● **Recorded data**:
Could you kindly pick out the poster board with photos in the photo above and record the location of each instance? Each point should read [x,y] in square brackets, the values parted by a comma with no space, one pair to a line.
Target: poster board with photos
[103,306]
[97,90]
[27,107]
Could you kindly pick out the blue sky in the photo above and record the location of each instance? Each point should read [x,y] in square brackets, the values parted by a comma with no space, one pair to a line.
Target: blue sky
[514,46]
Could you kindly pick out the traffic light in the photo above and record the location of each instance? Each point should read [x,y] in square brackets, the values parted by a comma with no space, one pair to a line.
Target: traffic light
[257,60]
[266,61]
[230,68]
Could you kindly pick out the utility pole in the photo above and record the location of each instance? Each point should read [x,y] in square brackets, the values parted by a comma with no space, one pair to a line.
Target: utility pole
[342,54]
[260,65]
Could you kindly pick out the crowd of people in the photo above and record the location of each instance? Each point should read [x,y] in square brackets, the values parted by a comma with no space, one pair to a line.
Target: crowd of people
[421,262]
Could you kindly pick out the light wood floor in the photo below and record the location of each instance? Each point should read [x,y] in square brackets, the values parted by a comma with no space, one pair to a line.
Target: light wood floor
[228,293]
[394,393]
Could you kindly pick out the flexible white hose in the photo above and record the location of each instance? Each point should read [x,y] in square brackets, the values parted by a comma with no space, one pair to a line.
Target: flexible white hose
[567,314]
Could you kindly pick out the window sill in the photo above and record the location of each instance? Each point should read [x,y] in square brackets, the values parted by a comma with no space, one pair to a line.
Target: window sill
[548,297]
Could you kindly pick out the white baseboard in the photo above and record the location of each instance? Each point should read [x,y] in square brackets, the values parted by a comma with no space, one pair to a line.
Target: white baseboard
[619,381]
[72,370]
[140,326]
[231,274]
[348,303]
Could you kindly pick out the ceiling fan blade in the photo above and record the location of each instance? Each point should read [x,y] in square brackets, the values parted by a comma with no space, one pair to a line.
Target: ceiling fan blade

● **Your objective**:
Search the entries above for the word "blade", and copy every line where it occurs.

● **Exercise answer**:
Could you kindly pick out the ceiling fan blade in the photo above and record the location of each instance? Each point should read [x,y] in square brackets, the values parted by a comma with no space, one pair to a line.
Target: ceiling fan blade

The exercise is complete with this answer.